◆ **Prompt**
In the records below, find each line that holds "dark" and return it.

(Text-to-region grounding data)

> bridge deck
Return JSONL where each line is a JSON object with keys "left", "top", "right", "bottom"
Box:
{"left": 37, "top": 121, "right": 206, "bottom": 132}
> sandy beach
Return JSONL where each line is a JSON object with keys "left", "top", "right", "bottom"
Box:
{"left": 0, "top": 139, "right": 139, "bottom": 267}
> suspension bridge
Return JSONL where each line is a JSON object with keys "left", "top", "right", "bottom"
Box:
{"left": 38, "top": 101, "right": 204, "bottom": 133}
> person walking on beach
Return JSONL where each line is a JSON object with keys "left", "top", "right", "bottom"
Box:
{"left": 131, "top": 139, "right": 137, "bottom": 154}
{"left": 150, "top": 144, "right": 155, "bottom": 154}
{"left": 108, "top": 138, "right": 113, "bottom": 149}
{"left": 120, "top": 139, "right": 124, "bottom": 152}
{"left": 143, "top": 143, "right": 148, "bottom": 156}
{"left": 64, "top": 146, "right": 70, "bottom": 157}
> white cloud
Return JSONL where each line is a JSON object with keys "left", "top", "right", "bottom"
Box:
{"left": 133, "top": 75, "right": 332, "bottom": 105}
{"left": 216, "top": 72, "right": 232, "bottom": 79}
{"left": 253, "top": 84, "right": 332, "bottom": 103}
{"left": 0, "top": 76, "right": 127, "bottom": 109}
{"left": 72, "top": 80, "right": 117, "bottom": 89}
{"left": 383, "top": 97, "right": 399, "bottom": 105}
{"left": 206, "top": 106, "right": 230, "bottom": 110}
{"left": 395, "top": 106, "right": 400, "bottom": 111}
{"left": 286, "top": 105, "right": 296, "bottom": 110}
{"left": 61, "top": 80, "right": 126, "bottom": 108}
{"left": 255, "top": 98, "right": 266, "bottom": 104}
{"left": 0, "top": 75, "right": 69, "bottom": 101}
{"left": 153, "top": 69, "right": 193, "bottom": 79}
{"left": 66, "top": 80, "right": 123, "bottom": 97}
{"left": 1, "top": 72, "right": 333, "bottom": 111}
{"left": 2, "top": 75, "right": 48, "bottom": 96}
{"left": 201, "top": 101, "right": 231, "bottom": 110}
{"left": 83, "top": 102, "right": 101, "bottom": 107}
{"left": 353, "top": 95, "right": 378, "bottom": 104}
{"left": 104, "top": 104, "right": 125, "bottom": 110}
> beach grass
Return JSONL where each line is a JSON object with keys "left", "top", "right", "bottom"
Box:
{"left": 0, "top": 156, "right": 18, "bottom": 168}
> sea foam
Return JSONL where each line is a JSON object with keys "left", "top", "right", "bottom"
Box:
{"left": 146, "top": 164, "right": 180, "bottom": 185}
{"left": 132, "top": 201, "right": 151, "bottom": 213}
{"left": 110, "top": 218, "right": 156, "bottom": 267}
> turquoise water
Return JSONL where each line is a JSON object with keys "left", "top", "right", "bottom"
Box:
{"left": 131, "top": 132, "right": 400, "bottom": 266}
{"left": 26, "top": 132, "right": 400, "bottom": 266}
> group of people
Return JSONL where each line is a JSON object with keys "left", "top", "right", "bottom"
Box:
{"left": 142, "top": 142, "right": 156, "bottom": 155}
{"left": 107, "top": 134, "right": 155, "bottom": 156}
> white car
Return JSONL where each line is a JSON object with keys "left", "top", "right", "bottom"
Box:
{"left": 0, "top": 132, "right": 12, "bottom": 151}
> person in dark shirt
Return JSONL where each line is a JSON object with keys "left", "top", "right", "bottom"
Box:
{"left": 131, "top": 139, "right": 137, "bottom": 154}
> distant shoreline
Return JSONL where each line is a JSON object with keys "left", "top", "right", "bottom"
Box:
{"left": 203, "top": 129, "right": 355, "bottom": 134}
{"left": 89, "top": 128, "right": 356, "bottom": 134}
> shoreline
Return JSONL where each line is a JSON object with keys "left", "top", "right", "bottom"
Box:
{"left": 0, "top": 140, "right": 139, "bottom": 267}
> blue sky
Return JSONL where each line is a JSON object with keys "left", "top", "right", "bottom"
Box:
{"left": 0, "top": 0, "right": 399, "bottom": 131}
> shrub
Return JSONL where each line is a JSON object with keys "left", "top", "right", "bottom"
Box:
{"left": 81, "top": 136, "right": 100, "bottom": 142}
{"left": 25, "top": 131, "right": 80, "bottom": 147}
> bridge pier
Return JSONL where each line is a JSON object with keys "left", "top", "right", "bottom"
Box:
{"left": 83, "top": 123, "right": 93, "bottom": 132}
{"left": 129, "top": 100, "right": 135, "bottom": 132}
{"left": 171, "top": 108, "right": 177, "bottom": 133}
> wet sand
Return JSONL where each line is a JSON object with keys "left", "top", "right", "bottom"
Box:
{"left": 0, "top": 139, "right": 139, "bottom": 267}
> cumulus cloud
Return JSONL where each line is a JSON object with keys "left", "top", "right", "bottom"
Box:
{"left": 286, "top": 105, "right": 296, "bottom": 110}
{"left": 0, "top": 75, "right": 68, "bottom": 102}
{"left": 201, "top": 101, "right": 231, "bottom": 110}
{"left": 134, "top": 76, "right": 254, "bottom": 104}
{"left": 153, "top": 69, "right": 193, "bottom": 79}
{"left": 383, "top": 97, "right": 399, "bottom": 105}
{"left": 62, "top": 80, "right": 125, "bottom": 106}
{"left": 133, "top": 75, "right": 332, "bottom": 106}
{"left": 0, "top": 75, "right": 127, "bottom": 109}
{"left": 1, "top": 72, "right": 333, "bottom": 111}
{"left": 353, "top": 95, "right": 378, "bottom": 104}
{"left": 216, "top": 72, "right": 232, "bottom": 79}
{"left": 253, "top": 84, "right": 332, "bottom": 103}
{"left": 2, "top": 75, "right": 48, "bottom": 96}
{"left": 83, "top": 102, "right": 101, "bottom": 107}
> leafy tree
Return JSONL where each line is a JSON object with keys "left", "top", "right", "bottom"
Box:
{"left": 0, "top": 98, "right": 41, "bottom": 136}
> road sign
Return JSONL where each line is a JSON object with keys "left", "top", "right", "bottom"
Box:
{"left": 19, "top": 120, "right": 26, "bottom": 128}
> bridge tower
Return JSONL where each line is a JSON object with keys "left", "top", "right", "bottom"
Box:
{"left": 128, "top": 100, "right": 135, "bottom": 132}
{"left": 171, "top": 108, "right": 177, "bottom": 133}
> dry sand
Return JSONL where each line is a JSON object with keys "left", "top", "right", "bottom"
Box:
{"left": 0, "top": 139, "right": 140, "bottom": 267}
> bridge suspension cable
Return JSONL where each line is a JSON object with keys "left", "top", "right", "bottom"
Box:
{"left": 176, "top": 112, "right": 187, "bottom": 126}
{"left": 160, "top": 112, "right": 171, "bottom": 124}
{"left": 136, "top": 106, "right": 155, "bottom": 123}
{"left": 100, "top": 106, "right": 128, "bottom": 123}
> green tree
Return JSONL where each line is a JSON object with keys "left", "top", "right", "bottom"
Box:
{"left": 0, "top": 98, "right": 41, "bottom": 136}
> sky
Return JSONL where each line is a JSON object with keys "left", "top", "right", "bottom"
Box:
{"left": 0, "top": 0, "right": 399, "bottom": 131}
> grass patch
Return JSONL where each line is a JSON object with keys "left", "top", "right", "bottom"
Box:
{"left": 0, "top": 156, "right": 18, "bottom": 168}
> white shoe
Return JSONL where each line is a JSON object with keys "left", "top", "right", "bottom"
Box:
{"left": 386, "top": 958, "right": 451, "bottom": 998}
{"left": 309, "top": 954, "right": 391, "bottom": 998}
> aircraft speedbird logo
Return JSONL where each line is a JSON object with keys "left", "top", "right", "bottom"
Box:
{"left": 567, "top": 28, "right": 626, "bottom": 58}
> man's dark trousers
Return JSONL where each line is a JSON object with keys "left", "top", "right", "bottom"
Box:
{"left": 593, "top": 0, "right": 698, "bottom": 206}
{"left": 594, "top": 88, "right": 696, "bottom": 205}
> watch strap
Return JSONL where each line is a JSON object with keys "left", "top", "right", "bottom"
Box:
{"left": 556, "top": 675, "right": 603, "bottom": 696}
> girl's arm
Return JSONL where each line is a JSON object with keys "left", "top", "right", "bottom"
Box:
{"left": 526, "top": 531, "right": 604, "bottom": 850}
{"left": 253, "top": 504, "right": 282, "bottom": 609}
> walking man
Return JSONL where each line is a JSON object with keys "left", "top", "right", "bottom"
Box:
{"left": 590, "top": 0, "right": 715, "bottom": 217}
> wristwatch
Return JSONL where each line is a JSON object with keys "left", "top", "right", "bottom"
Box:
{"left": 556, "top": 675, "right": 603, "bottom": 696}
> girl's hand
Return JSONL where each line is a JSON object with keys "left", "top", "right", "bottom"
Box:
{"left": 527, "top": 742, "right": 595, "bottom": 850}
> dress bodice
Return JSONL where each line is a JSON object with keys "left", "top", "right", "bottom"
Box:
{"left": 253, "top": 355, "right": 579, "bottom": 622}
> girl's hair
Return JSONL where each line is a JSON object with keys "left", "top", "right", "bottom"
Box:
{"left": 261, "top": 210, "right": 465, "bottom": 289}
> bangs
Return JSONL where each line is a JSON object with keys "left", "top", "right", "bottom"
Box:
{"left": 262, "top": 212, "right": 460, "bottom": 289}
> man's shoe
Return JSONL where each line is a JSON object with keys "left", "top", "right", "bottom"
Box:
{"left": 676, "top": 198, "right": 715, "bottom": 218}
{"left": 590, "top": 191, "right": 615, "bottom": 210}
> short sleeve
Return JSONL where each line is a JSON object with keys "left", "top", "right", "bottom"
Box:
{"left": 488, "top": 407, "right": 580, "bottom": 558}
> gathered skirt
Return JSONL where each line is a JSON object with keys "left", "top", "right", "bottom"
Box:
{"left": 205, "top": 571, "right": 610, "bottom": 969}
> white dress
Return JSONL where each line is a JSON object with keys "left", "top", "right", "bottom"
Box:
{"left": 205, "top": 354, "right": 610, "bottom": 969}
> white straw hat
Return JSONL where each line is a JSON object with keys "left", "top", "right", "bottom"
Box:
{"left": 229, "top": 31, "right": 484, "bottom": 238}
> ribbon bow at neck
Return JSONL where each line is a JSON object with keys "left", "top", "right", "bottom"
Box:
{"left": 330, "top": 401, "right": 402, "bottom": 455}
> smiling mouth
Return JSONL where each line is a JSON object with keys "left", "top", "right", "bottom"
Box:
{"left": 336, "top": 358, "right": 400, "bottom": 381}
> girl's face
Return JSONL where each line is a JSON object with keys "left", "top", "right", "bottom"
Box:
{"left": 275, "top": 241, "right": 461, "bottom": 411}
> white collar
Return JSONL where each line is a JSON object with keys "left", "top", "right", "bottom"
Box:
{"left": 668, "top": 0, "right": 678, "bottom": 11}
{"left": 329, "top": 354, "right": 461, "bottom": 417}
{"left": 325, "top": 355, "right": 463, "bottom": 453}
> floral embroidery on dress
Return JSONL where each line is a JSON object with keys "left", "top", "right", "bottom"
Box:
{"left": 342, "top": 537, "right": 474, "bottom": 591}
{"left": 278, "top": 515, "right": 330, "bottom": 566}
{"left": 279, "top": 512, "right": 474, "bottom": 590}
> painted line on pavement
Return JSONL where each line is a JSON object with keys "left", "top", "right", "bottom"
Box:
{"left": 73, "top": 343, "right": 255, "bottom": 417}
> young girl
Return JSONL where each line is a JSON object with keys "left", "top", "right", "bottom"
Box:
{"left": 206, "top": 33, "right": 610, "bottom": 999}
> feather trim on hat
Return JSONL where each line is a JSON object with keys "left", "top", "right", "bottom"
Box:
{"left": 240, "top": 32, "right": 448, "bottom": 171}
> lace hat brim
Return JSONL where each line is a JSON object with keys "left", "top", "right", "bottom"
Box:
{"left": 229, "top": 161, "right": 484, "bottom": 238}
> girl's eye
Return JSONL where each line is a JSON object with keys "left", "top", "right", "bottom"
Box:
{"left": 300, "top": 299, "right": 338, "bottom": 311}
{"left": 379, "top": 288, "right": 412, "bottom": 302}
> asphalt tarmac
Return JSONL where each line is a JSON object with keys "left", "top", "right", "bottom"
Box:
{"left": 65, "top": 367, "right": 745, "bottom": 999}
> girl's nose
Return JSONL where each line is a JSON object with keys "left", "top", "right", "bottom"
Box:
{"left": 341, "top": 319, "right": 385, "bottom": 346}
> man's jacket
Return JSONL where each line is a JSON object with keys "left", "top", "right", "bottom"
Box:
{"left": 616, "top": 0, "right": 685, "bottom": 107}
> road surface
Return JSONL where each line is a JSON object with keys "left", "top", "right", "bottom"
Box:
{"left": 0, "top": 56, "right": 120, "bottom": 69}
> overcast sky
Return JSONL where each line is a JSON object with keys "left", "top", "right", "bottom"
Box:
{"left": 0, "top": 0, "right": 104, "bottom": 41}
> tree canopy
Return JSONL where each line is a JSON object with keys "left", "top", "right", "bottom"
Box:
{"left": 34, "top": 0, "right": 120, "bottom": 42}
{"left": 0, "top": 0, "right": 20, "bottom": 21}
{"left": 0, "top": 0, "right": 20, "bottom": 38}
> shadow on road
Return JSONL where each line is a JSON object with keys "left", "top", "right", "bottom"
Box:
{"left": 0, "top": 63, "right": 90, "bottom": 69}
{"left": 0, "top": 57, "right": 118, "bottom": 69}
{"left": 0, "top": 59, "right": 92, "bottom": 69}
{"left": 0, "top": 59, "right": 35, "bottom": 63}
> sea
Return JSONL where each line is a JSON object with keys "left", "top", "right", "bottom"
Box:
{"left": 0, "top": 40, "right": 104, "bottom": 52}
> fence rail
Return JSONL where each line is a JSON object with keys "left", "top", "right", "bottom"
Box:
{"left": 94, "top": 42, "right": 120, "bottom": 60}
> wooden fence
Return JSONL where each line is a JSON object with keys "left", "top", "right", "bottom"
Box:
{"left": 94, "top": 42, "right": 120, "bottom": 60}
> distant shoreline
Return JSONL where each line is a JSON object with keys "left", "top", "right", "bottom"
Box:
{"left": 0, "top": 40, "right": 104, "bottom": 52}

◆ **Task answer**
> person in dark shirt
> man's dark trousers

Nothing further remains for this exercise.